- **What is needed**:
Swap "disc" for "circle" in the lines from the first one up to and including the line with "[(180, 211), (182, 193), (199, 204)]", and leave everything else in them as it is. Give back only those lines.

Data excerpts start

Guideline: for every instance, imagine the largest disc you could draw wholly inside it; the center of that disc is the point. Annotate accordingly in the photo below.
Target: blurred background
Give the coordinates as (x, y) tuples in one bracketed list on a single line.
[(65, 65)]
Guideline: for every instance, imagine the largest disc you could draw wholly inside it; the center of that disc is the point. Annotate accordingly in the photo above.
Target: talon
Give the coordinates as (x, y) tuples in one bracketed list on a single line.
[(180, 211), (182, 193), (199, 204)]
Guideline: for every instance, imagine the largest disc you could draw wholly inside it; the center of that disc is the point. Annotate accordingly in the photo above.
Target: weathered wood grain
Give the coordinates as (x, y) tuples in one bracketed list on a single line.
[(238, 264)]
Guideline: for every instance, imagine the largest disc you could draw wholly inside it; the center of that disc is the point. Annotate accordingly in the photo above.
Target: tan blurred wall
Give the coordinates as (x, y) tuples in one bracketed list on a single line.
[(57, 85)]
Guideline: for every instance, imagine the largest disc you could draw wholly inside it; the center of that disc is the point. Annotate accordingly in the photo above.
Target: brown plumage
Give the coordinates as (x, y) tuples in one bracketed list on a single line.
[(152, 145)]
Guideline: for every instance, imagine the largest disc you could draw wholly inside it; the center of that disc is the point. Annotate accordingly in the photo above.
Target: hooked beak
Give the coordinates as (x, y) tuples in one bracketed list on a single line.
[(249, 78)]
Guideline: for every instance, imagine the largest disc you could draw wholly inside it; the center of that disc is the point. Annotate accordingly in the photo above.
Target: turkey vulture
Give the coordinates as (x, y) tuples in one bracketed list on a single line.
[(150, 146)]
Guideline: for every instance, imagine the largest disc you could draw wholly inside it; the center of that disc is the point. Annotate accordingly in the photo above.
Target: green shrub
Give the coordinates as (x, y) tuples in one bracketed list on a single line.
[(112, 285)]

Data excerpts end

- **Answer to this exercise**:
Guideline: for every instance, imagine the largest circle you could draw wholly inside it; the center of that circle is the point. Annotate accordingly in the photo below.
Target: blurred background
Give the coordinates as (x, y) tuples in one bracketed list on a single line.
[(65, 65)]
Guideline: for every instance, imagine the largest circle you could draw wholly inside it; the center of that circle is the point. Annotate accordingly in the photo above.
Target: talon
Give the coordinates as (x, y) tuples in one bracketed list on a single line.
[(180, 211), (182, 193), (199, 204)]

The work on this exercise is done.